DIRECTIONS — Return the lines of the data below exactly. Start at the first and end with the line containing "Target: baseball cap".

PROVIDED RECORDS START

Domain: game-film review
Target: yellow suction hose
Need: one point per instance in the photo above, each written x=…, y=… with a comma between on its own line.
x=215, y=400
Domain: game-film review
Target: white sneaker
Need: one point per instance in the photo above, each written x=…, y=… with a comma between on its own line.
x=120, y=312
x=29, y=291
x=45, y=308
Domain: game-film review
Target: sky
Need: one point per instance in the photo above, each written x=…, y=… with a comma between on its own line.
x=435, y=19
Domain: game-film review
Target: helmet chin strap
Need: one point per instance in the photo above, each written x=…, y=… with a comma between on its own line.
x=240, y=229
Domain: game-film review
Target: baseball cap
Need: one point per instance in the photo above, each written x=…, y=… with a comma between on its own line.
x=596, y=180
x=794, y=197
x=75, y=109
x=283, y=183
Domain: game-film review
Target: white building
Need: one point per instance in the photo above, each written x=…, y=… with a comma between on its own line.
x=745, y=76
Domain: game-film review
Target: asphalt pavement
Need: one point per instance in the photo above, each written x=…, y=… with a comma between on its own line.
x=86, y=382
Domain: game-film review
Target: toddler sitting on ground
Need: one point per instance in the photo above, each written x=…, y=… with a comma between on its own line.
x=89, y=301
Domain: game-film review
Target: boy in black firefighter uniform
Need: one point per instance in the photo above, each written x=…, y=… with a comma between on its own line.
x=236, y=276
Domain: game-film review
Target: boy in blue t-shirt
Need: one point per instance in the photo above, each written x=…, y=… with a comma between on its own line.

PROVIDED RECORDS END

ANSWER AREA —
Domain: game-film review
Target: yellow suction hose
Need: one point per instance in the photo above, each written x=…, y=… with a comma between on its own line.
x=215, y=400
Domain: game-film review
Target: white sneaker
Need: one point per instance in the photo above, each written x=…, y=… with a comma between on its own line.
x=120, y=312
x=29, y=291
x=45, y=308
Domain: game-film review
Target: sky
Need: one point per instance in the photo above, each written x=…, y=… with a comma between on its own line.
x=435, y=19
Domain: game-film review
Target: helmet chin strap
Need: one point per instance in the photo above, each written x=…, y=… with a comma between on its own line.
x=240, y=229
Domain: game-film review
Target: baseball cap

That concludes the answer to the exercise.